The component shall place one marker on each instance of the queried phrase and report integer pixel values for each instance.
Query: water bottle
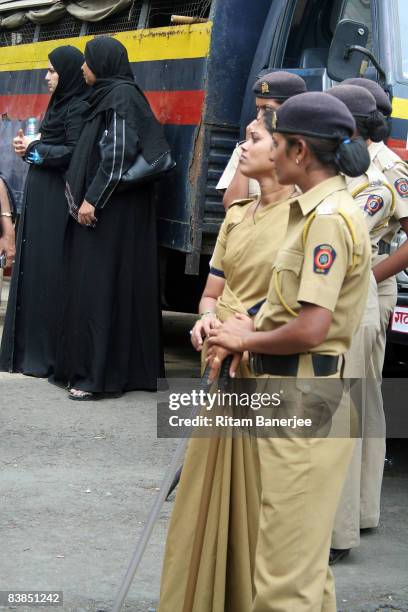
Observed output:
(31, 128)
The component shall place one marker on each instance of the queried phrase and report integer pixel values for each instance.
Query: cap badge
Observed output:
(274, 120)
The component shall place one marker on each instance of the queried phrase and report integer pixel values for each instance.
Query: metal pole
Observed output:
(161, 497)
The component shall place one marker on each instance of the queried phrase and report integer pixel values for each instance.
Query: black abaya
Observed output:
(110, 339)
(35, 302)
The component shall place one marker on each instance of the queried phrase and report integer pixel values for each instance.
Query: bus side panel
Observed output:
(169, 64)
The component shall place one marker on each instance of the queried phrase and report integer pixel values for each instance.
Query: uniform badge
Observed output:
(324, 256)
(401, 185)
(373, 205)
(273, 120)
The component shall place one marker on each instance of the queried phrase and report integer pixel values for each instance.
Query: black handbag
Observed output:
(142, 172)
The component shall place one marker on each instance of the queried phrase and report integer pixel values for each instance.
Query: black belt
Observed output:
(384, 247)
(288, 365)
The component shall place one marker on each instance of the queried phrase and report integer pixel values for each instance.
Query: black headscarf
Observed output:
(67, 61)
(114, 91)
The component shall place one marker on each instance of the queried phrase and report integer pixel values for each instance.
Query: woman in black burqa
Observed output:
(110, 335)
(35, 302)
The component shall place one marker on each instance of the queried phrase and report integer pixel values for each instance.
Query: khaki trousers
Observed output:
(301, 483)
(359, 505)
(374, 448)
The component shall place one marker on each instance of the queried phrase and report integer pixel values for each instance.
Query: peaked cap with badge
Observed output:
(382, 100)
(279, 85)
(327, 117)
(359, 101)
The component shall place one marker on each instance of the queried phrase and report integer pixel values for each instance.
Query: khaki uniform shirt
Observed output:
(321, 271)
(244, 254)
(375, 202)
(254, 189)
(396, 172)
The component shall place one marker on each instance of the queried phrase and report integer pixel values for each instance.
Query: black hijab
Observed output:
(67, 62)
(114, 91)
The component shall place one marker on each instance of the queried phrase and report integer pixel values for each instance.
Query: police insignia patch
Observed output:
(401, 185)
(324, 256)
(373, 205)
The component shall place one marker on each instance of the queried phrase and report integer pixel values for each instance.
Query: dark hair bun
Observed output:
(352, 157)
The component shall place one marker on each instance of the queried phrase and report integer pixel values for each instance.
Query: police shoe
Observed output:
(337, 554)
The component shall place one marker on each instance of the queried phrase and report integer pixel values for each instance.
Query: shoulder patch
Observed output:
(373, 205)
(326, 208)
(323, 258)
(241, 202)
(401, 186)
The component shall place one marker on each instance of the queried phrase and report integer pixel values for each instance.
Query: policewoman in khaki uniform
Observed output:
(210, 548)
(395, 171)
(315, 304)
(360, 500)
(270, 91)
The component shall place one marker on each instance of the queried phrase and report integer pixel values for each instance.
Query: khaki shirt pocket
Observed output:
(287, 271)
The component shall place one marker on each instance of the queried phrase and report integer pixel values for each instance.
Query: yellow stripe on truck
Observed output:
(399, 108)
(175, 42)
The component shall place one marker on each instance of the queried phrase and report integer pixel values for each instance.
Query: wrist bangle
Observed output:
(206, 313)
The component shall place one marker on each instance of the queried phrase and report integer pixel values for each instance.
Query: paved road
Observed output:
(77, 481)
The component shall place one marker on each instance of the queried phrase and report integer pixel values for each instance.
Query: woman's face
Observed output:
(89, 76)
(284, 161)
(52, 78)
(255, 160)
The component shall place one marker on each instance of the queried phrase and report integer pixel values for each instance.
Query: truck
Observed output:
(197, 62)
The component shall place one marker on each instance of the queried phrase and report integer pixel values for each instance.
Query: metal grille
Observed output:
(22, 36)
(160, 11)
(68, 27)
(121, 22)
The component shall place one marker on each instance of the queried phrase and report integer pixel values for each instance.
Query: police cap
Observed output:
(359, 101)
(314, 114)
(279, 85)
(381, 99)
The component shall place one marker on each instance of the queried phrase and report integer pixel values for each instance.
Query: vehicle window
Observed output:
(68, 27)
(359, 10)
(403, 28)
(311, 32)
(160, 11)
(119, 22)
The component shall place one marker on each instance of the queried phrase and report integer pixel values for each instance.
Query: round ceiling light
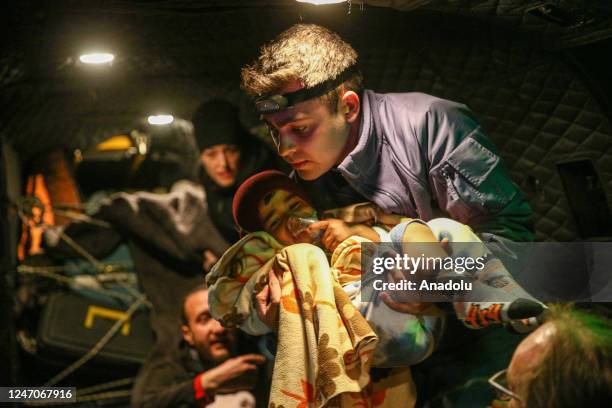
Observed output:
(97, 58)
(160, 119)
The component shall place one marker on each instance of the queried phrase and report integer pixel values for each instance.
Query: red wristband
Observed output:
(201, 396)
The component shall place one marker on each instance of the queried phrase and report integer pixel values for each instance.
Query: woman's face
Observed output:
(221, 163)
(278, 209)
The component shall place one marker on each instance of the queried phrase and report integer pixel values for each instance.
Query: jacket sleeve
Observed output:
(467, 175)
(164, 386)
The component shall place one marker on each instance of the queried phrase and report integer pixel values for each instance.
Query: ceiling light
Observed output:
(317, 2)
(160, 119)
(97, 58)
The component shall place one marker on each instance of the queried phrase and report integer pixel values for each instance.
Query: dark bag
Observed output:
(73, 324)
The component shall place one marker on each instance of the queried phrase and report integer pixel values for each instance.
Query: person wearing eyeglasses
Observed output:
(410, 153)
(565, 363)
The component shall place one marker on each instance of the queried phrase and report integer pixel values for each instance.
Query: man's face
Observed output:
(278, 209)
(212, 341)
(312, 138)
(221, 163)
(526, 359)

- - -

_What you have to do:_
Filter the listing above for lines with the word "truck", and copy each one you find.

_Answer to the problem:_
Query: yellow stripe on truck
Query: truck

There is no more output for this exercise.